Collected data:

━━━━━━━━

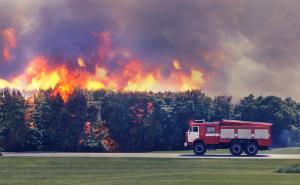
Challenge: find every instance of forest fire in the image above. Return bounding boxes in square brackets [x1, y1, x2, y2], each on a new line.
[0, 30, 205, 102]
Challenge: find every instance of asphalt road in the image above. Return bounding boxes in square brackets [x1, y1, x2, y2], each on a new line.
[2, 152, 300, 159]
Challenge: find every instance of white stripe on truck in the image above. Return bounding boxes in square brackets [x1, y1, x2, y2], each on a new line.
[205, 133, 220, 137]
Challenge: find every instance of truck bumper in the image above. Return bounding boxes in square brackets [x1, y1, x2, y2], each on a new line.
[184, 142, 193, 148]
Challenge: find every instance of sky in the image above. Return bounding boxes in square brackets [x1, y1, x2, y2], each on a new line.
[1, 0, 300, 100]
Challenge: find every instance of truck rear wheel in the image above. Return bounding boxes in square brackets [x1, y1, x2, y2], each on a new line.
[193, 142, 207, 155]
[229, 143, 243, 156]
[244, 143, 258, 156]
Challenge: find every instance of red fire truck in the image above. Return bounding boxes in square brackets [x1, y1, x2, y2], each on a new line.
[184, 120, 272, 156]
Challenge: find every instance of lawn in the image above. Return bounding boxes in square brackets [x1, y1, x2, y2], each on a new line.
[266, 147, 300, 154]
[0, 157, 299, 185]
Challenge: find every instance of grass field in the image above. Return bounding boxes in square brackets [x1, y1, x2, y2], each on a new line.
[0, 157, 300, 185]
[266, 147, 300, 154]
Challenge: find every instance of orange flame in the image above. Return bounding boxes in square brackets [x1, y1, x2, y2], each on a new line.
[172, 59, 182, 70]
[0, 31, 206, 102]
[77, 57, 86, 67]
[1, 28, 16, 61]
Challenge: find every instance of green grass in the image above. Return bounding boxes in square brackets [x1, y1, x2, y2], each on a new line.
[266, 147, 300, 154]
[0, 157, 300, 185]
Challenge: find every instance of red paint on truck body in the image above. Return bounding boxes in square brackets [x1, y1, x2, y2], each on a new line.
[185, 119, 272, 149]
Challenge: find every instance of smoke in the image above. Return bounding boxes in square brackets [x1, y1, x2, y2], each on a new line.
[279, 129, 300, 147]
[1, 0, 300, 99]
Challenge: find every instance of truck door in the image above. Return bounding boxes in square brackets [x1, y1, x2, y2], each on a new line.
[205, 125, 218, 144]
[188, 126, 199, 142]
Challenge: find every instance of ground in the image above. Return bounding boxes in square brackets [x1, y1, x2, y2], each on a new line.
[0, 148, 299, 185]
[266, 147, 300, 154]
[153, 147, 300, 154]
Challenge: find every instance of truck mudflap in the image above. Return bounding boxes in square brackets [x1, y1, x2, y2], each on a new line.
[259, 146, 271, 150]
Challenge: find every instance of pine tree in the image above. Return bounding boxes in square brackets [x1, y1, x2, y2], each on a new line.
[0, 89, 26, 151]
[23, 94, 43, 150]
[65, 89, 87, 151]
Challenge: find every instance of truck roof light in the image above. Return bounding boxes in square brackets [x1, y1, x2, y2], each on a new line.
[194, 119, 205, 123]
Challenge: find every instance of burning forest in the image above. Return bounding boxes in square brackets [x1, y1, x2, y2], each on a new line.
[1, 0, 300, 152]
[0, 28, 205, 102]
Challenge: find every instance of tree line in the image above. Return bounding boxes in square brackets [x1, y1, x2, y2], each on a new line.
[0, 89, 299, 152]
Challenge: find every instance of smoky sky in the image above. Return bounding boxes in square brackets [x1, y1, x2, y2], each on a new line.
[1, 0, 300, 100]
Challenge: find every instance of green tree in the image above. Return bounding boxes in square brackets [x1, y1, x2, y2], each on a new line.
[0, 89, 26, 151]
[211, 96, 233, 121]
[42, 92, 70, 151]
[65, 89, 87, 151]
[235, 95, 298, 146]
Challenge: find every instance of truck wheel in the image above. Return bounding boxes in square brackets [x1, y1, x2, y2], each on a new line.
[193, 142, 207, 155]
[229, 143, 243, 156]
[244, 143, 258, 156]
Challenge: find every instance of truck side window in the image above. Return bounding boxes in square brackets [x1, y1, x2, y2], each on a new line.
[192, 126, 198, 132]
[206, 126, 215, 134]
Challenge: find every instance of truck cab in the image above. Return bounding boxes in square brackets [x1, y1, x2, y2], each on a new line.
[185, 119, 272, 156]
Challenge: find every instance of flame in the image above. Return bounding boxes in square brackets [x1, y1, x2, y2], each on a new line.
[0, 31, 206, 102]
[181, 69, 204, 91]
[172, 59, 182, 70]
[0, 79, 10, 89]
[1, 28, 16, 61]
[77, 57, 86, 67]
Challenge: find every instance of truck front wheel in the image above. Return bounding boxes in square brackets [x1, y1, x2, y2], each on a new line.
[229, 143, 243, 156]
[193, 142, 207, 155]
[244, 143, 258, 156]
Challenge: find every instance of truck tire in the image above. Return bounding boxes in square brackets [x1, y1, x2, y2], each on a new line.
[229, 143, 243, 156]
[193, 142, 207, 155]
[244, 143, 258, 156]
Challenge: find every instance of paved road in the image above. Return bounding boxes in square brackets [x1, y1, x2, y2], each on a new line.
[2, 152, 300, 159]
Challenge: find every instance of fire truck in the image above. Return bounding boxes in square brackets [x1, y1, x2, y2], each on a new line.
[184, 120, 272, 156]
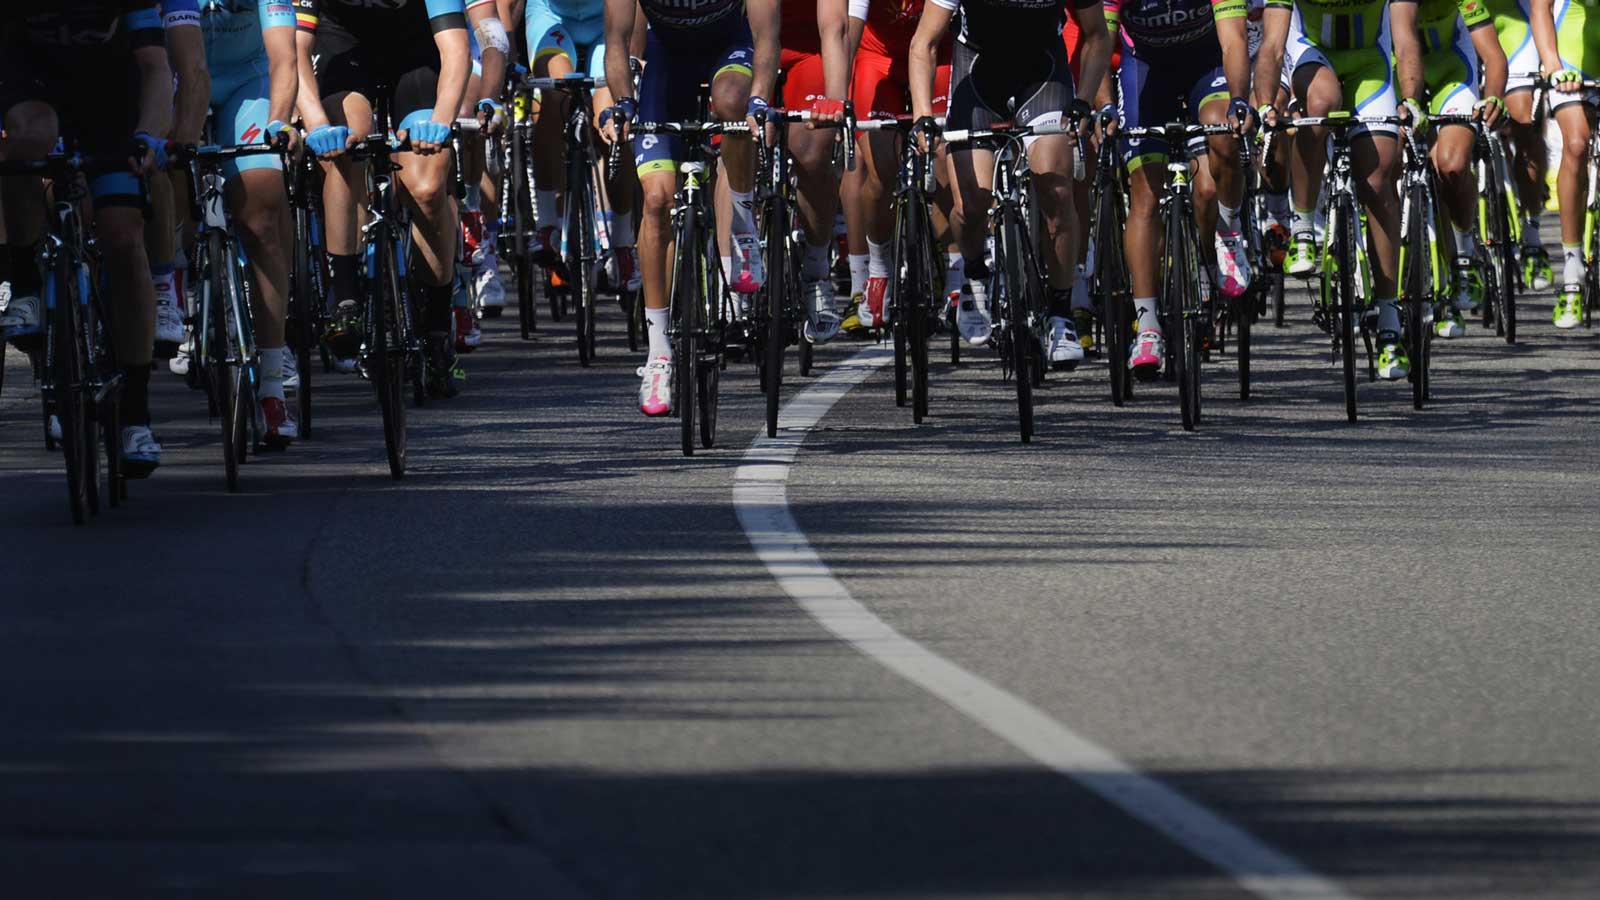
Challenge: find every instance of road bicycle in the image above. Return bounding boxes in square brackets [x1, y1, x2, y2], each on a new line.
[0, 152, 128, 523]
[626, 118, 745, 455]
[285, 137, 327, 438]
[501, 67, 541, 339]
[1087, 116, 1134, 407]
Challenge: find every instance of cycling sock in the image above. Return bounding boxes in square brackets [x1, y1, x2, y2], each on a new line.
[1048, 288, 1072, 319]
[1562, 245, 1583, 284]
[328, 253, 359, 312]
[721, 256, 733, 287]
[867, 238, 890, 278]
[122, 364, 151, 426]
[1291, 207, 1316, 237]
[611, 212, 634, 248]
[1267, 191, 1291, 223]
[1451, 226, 1475, 258]
[258, 347, 286, 402]
[10, 244, 41, 297]
[535, 190, 558, 229]
[1375, 298, 1402, 335]
[1071, 268, 1094, 311]
[1216, 202, 1241, 235]
[729, 189, 757, 236]
[1133, 297, 1159, 333]
[1522, 213, 1542, 246]
[848, 253, 868, 296]
[423, 282, 454, 333]
[802, 242, 830, 281]
[644, 306, 671, 359]
[946, 252, 964, 297]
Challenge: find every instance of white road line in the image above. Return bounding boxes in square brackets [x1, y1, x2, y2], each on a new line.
[732, 346, 1356, 900]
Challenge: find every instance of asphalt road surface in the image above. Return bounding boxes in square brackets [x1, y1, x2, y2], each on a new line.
[3, 258, 1598, 898]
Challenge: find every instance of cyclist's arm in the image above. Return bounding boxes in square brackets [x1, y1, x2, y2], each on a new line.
[497, 0, 522, 67]
[132, 35, 176, 141]
[909, 0, 955, 120]
[1070, 1, 1113, 107]
[602, 0, 637, 109]
[747, 0, 782, 111]
[468, 1, 509, 107]
[1212, 0, 1251, 105]
[1464, 6, 1507, 101]
[1527, 0, 1561, 79]
[260, 4, 300, 128]
[819, 0, 851, 101]
[163, 3, 209, 145]
[1096, 0, 1119, 112]
[430, 5, 474, 127]
[293, 0, 332, 130]
[1389, 0, 1424, 106]
[1251, 2, 1290, 111]
[846, 0, 867, 74]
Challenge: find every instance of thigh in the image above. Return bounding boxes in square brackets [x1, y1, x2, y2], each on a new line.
[215, 74, 284, 180]
[780, 49, 826, 110]
[524, 0, 581, 73]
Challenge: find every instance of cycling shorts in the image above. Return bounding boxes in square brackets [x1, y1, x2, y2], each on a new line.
[779, 47, 828, 109]
[211, 64, 284, 177]
[633, 23, 754, 177]
[1548, 0, 1598, 112]
[524, 0, 606, 78]
[852, 42, 951, 120]
[1421, 27, 1480, 118]
[1489, 0, 1541, 93]
[314, 20, 443, 137]
[0, 43, 146, 209]
[1291, 23, 1398, 137]
[1117, 47, 1229, 171]
[946, 38, 1076, 140]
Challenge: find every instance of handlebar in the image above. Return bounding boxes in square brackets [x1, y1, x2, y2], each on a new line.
[524, 73, 608, 91]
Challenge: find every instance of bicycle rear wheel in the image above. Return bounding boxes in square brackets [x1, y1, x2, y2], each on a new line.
[762, 205, 788, 437]
[1236, 288, 1252, 401]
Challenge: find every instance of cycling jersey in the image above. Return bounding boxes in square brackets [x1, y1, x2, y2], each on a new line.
[1269, 0, 1410, 135]
[201, 1, 297, 177]
[1410, 0, 1490, 114]
[637, 0, 748, 41]
[1547, 0, 1598, 108]
[1266, 0, 1395, 51]
[849, 0, 952, 118]
[1481, 0, 1538, 90]
[932, 0, 1099, 53]
[1109, 0, 1247, 51]
[202, 0, 294, 68]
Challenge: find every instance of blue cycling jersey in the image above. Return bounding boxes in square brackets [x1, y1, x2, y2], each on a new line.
[199, 0, 296, 69]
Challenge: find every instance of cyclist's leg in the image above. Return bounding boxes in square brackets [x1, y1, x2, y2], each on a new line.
[314, 37, 377, 364]
[779, 48, 845, 334]
[218, 78, 296, 438]
[707, 39, 762, 292]
[0, 98, 57, 341]
[525, 0, 580, 259]
[1426, 51, 1482, 332]
[1543, 0, 1596, 325]
[1339, 52, 1403, 365]
[1117, 49, 1179, 371]
[590, 42, 641, 291]
[1498, 14, 1550, 283]
[1012, 40, 1080, 324]
[1193, 68, 1252, 296]
[1287, 48, 1341, 275]
[143, 157, 184, 358]
[945, 41, 1001, 346]
[631, 30, 688, 413]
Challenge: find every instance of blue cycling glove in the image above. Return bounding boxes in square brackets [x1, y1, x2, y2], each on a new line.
[307, 124, 350, 157]
[134, 131, 168, 169]
[408, 119, 451, 147]
[264, 119, 295, 146]
[746, 95, 770, 123]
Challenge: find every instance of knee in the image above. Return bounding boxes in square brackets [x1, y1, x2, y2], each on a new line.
[1562, 129, 1589, 163]
[95, 214, 146, 258]
[641, 182, 674, 219]
[710, 82, 750, 122]
[236, 198, 285, 248]
[405, 168, 449, 212]
[1434, 146, 1471, 183]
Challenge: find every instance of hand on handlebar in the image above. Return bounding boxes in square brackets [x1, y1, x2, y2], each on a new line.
[912, 115, 941, 155]
[1399, 97, 1429, 133]
[306, 124, 352, 159]
[1228, 97, 1258, 135]
[477, 98, 505, 136]
[1473, 95, 1505, 128]
[1096, 103, 1119, 139]
[806, 97, 847, 129]
[403, 119, 451, 154]
[131, 131, 167, 176]
[599, 97, 638, 145]
[266, 119, 302, 154]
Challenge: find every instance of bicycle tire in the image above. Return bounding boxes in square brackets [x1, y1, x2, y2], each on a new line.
[908, 199, 934, 423]
[799, 336, 813, 377]
[890, 199, 909, 408]
[291, 206, 317, 439]
[763, 203, 787, 437]
[571, 167, 597, 366]
[1333, 195, 1359, 423]
[53, 276, 88, 524]
[625, 289, 641, 352]
[1166, 200, 1200, 431]
[1095, 164, 1131, 406]
[1495, 179, 1518, 343]
[1272, 271, 1286, 327]
[374, 238, 408, 479]
[674, 210, 700, 457]
[1403, 181, 1431, 411]
[699, 357, 720, 449]
[1000, 213, 1033, 443]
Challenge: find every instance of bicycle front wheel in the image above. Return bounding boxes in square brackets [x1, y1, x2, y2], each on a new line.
[1000, 215, 1033, 443]
[1332, 195, 1359, 423]
[374, 239, 408, 479]
[1165, 203, 1202, 431]
[673, 213, 701, 457]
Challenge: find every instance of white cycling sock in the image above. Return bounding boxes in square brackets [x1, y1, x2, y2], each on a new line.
[1216, 202, 1241, 235]
[1133, 297, 1159, 333]
[1563, 244, 1584, 284]
[803, 242, 830, 281]
[867, 238, 890, 278]
[645, 306, 671, 359]
[946, 252, 964, 297]
[848, 253, 868, 297]
[152, 264, 177, 308]
[730, 189, 757, 236]
[611, 212, 634, 248]
[535, 190, 558, 229]
[1376, 298, 1402, 335]
[259, 347, 286, 401]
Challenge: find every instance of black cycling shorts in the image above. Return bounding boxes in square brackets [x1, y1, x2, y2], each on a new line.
[946, 38, 1075, 134]
[0, 42, 146, 209]
[314, 20, 442, 132]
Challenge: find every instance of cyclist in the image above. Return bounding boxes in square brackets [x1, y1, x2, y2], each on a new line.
[909, 0, 1114, 361]
[1105, 0, 1258, 380]
[0, 3, 200, 476]
[1530, 0, 1597, 329]
[598, 0, 779, 416]
[1407, 0, 1507, 339]
[294, 0, 493, 398]
[845, 0, 958, 335]
[523, 0, 642, 297]
[452, 0, 510, 351]
[777, 0, 852, 343]
[193, 0, 309, 447]
[1488, 0, 1554, 290]
[1255, 0, 1426, 380]
[151, 2, 208, 364]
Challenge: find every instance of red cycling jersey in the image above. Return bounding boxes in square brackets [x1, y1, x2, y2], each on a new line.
[852, 0, 951, 118]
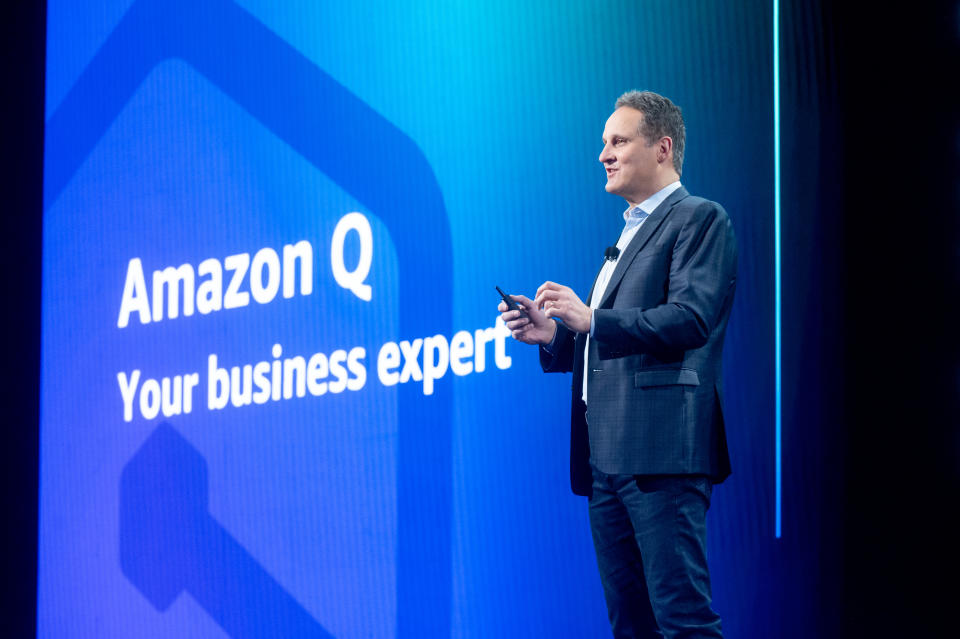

━━━━━━━━

• Goal of the exercise:
The lines from the one containing "Challenge: find every instance of bicycle front" through the last line of the records are what you should copy, word for word and nothing else, with pictures left out.

• Solved exercise:
Challenge: find every instance of bicycle front wheel in the image above. Return bounding boxes in square brackets [x1, y1, x2, y2], each on a new line.
[1000, 215, 1033, 443]
[1332, 195, 1359, 423]
[374, 239, 408, 479]
[1165, 203, 1202, 431]
[673, 213, 701, 457]
Challenge: find every instance of white cycling sock in the image above. Return bounding boxes in square brackets [x1, y1, x2, y2], each on a new line.
[1216, 202, 1241, 235]
[1133, 297, 1159, 333]
[1563, 244, 1584, 284]
[803, 242, 830, 281]
[867, 238, 890, 278]
[645, 306, 671, 359]
[946, 252, 964, 297]
[848, 253, 868, 297]
[152, 264, 177, 308]
[730, 189, 757, 236]
[611, 212, 634, 248]
[535, 190, 558, 229]
[1376, 298, 1402, 335]
[259, 347, 286, 401]
Challenge: find every instance of black cycling shorts in the image above. Return bounding boxes in square brackets [x1, y1, x2, y2], each on a new line.
[946, 38, 1075, 134]
[0, 42, 146, 209]
[314, 20, 442, 132]
Challenge: find every instance of cyclist in the image above. Return bounding boxes in square brackets [x1, y1, x2, y2], each on a new line.
[909, 0, 1114, 361]
[1105, 0, 1258, 380]
[0, 3, 200, 476]
[1530, 0, 1597, 329]
[598, 0, 779, 416]
[1407, 0, 1507, 339]
[294, 0, 493, 398]
[845, 0, 958, 335]
[523, 0, 642, 297]
[452, 0, 510, 351]
[777, 0, 852, 343]
[193, 0, 309, 447]
[1488, 0, 1554, 290]
[1255, 0, 1426, 380]
[151, 2, 208, 364]
Challenge: find every instance of red cycling jersey in the image above. Return bounding boxes in square brackets [x1, y1, x2, y2], each on a new line.
[852, 0, 951, 118]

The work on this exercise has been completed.